## GIVEN TASK
Render the entries below as a numbered list, leaving out blank lines and the pictures.
## begin PROVIDED DATA
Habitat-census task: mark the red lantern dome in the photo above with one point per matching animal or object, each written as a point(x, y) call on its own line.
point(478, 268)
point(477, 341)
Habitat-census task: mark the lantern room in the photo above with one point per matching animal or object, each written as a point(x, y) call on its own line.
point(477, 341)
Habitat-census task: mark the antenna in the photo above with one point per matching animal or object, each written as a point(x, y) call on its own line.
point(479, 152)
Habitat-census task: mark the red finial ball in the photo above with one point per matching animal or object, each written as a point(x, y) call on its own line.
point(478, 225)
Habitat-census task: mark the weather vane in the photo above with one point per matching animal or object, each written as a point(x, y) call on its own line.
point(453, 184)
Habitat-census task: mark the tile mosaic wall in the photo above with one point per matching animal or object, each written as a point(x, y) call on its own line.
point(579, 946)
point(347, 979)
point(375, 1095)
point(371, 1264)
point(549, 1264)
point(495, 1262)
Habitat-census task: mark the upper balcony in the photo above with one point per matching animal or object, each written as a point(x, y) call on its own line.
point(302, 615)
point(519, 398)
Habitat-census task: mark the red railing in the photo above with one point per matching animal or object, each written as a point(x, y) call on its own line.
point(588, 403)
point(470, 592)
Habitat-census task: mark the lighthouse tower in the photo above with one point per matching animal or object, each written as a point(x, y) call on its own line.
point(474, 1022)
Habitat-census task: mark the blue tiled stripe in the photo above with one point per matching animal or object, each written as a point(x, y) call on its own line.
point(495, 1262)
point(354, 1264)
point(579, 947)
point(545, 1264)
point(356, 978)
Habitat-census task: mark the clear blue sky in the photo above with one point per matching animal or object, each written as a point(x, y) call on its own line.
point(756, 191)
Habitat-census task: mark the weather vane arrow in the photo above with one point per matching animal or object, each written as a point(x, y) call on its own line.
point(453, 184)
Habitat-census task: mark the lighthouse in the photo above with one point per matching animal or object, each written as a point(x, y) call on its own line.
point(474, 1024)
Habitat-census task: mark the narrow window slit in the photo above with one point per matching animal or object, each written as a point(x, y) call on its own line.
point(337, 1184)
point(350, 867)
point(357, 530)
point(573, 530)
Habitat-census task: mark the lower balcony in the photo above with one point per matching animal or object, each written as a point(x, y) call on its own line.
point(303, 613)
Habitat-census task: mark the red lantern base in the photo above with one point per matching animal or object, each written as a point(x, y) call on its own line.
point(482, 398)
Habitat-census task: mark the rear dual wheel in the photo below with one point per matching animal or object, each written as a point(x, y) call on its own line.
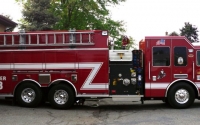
point(61, 96)
point(181, 95)
point(28, 95)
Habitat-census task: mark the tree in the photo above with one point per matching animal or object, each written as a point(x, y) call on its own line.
point(37, 15)
point(173, 34)
point(190, 32)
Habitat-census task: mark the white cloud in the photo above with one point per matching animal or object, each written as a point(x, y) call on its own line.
point(155, 17)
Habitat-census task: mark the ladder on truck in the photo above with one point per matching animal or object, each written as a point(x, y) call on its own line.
point(48, 38)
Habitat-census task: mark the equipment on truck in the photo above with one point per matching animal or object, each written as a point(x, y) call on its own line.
point(67, 67)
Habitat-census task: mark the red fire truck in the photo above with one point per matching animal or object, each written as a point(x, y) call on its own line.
point(64, 67)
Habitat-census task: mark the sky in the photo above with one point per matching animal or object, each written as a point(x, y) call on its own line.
point(141, 17)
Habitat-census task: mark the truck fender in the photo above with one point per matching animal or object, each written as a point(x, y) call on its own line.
point(178, 80)
point(26, 80)
point(66, 81)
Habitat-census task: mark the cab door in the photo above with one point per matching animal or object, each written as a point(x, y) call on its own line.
point(160, 66)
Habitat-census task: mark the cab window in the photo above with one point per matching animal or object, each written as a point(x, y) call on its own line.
point(198, 58)
point(161, 56)
point(180, 56)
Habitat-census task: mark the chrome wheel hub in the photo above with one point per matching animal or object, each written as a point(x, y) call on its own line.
point(28, 95)
point(61, 97)
point(181, 96)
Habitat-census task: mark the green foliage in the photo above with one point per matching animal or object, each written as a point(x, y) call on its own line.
point(37, 15)
point(118, 43)
point(190, 32)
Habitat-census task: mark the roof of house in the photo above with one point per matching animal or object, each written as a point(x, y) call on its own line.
point(7, 22)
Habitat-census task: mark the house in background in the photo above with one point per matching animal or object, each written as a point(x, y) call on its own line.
point(6, 24)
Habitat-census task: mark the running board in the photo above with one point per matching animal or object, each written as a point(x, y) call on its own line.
point(127, 98)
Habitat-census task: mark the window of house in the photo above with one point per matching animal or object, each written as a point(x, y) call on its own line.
point(161, 56)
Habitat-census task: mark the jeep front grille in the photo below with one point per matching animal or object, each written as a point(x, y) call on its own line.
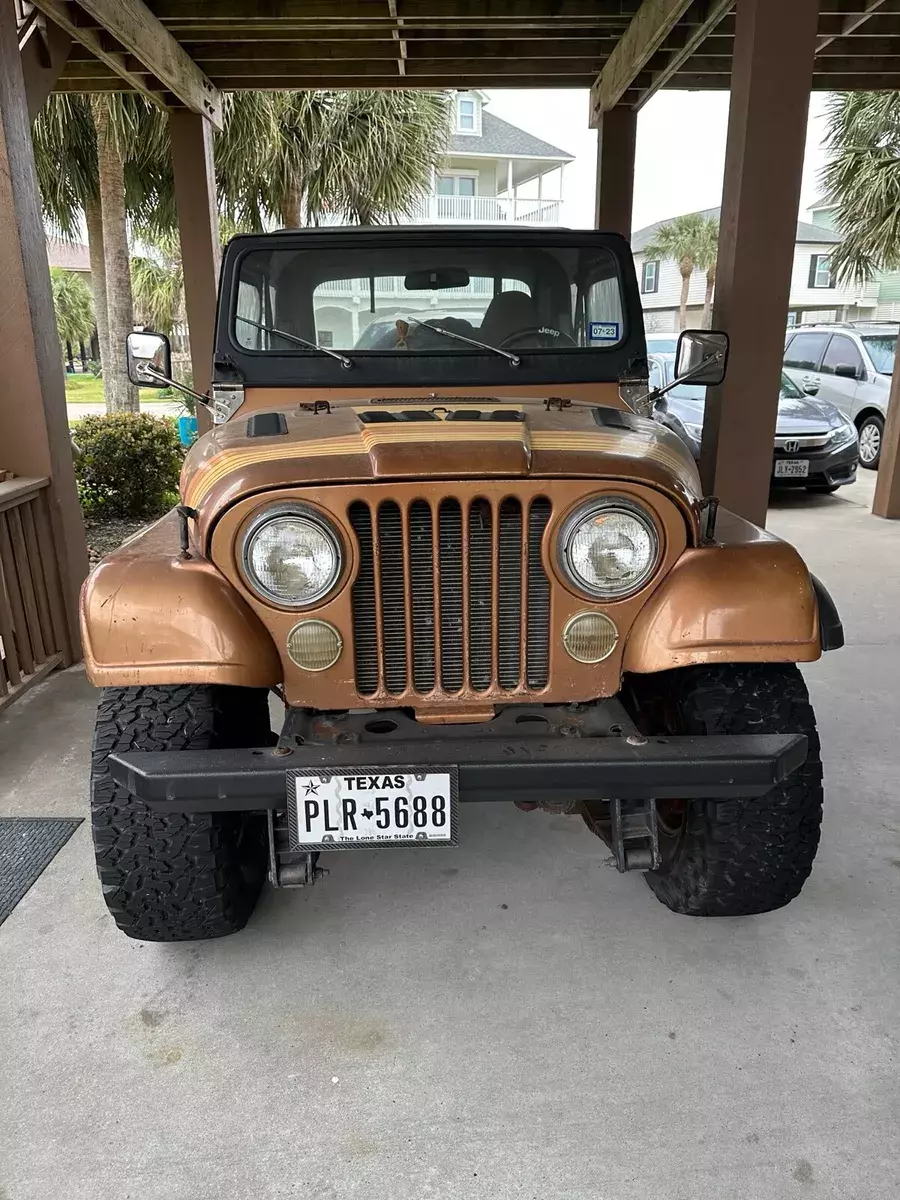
## end PROVIDED DATA
## THE RESULT
1. Habitat-census task: mark the red lantern dome in the photo above with one point per matching animal or object, each written as a point(x, y) call on its own line.
2. point(478, 268)
3. point(477, 341)
4. Habitat-census task: mark the lantern room in the photo above with one point per matching animal or object, each written as a point(x, y) call on its own line.
5. point(477, 341)
6. Habitat-census task: mark the antenna in the photo above with one point per matching animal or object, each written as a point(x, y) call on its own line.
7. point(479, 152)
8. Habitat-census task: mark the red finial ball in the photo above with one point per matching animal or object, each written as a point(x, y) call on its own line.
9. point(478, 225)
10. Habitat-census task: mark the weather vane in the photo above with one point per matching animal or object, each written as a point(x, y) call on its own line.
11. point(453, 184)
12. Habitat-census task: mark the tile mosaic wall in the photo above with one point per matching animal or object, each written as a point(x, y) call on its own line.
13. point(579, 946)
14. point(347, 979)
15. point(375, 1095)
16. point(371, 1264)
17. point(549, 1264)
18. point(495, 1262)
19. Habitat-census task: mark the upper balcony in the photo above with one point per matching animal or object, each written as a point(x, y) call on its own line.
20. point(302, 615)
21. point(519, 398)
22. Habitat-census task: mark the red railing in the photo above with one point per matching animal or object, each written as a point(x, y) call on its own line.
23. point(588, 403)
24. point(470, 592)
25. Habitat-census task: mark the lighthouse tower in the photo above with one point per matching animal or object, each written as a point(x, y) call on its own line.
26. point(474, 1022)
27. Habitat-census task: mark the blue tiled stripe in the photo above with one point per matching animal or object, each written as a point(x, y) call on its own line.
28. point(495, 1262)
29. point(354, 1264)
30. point(579, 947)
31. point(545, 1264)
32. point(356, 978)
33. Habitat-census task: mark the clear blue sky in the photo above with one point per matching animal or object, each written as a point(x, y) call on its own line.
34. point(756, 191)
35. Habitat-census task: mark the weather vane arrow in the photo above with one point per matching animal or object, each written as a point(x, y) call on its own line.
36. point(453, 184)
37. Habitat-census task: mark the lighthouse in the photo above with one point per matching animal or object, each written as a point(x, y) call on its own line.
38. point(474, 1024)
39. Habitat-census task: mark the narrow window slit in the photo above with one point per matching animal or object, each written as a point(x, y) call on its own line.
40. point(337, 1184)
41. point(350, 867)
42. point(357, 530)
43. point(573, 530)
44. Habitat-census task: mark the lower balcony in the photo above with one point per matching animal or object, each written as a point(x, y) call on its own line.
45. point(303, 613)
46. Habitat-census task: mark the red lantern base in the photo above with one point per matching animal or object, each written as a point(x, y) call on its own line.
47. point(482, 398)
48. Habitat-census task: mark the rear dual wheel in the photo below with one point per matching animal or object, each written as a point(x, y) call on its own line.
49. point(61, 96)
50. point(181, 95)
51. point(28, 95)
52. Habitat-census task: mark the tree in the photo above with one point per matching animal or object, each written as a point(x, y) call on its own line.
53. point(37, 15)
54. point(173, 34)
55. point(190, 32)
56. Habitat-census task: mark the white cloud in the photo above with one point per matching animal or object, each written as a point(x, y) call on its own line.
57. point(155, 17)
58. Habitat-census task: mark the ladder on truck in the photo above with one point per matching animal or object, each written as a point(x, y) call on its own line.
59. point(48, 38)
60. Habitat-census task: mark the equipment on truck in the photo above with one point per matching animal or object, each written as a point(x, y) call on its own line.
61. point(67, 67)
62. Habitat-census task: mark the red fire truck in the photo above with one point per matching animal or object, each written as a point(x, y) call on its own line.
63. point(64, 67)
64. Habitat-census task: mark the sky in the photo above with one point per matching animal or object, each written as a point(x, y) call on its own line.
65. point(141, 17)
66. Habitat-census task: mark the truck fender in the photo above with one point per matching animal or object, each written as a point(x, y) call on its own line.
67. point(178, 80)
68. point(26, 80)
69. point(66, 81)
70. Habitat-census task: mark the cab door in the photo above with one point per matching animal or object, each written as a point(x, y) call on its own line.
71. point(160, 66)
72. Habitat-census task: mark the cab window in the photo above with one point per matching animal or object, each written as a point(x, y) call on its own line.
73. point(198, 58)
74. point(161, 56)
75. point(180, 56)
76. Habitat-census task: mark the chrome wheel hub in the photo above with one point per matching animal or object, each written as a point(x, y) call on its own line.
77. point(28, 95)
78. point(61, 97)
79. point(181, 96)
80. Habitat-census task: mark the green foliage in the photo above with one point per matching animal or object, each written as a point(x, y) call on its own line.
81. point(37, 15)
82. point(118, 43)
83. point(190, 32)
84. Habitat-census task: mark the roof of house in the photo above with one point per matching animal or object, each written as a point(x, y) call on its own line.
85. point(7, 22)
86. Habitat-census task: mark the house in background in the photo above with one point per matching animal or object, each written as a point(x, y) call on its own line.
87. point(6, 24)
88. Habitat-census task: mark the running board in the photo above with one point per matching animal or object, each written as a point(x, y) call on its own line.
89. point(127, 98)
90. Habitat-census task: mark the window of house in the photo above with one point per matching animal or object, each written as a point(x, y) call on its own line.
91. point(161, 56)
92. Habitat-census task: mark the jeep front grille in the photo below with one point per matching animal or object, each written as a point(x, y) call on its own line.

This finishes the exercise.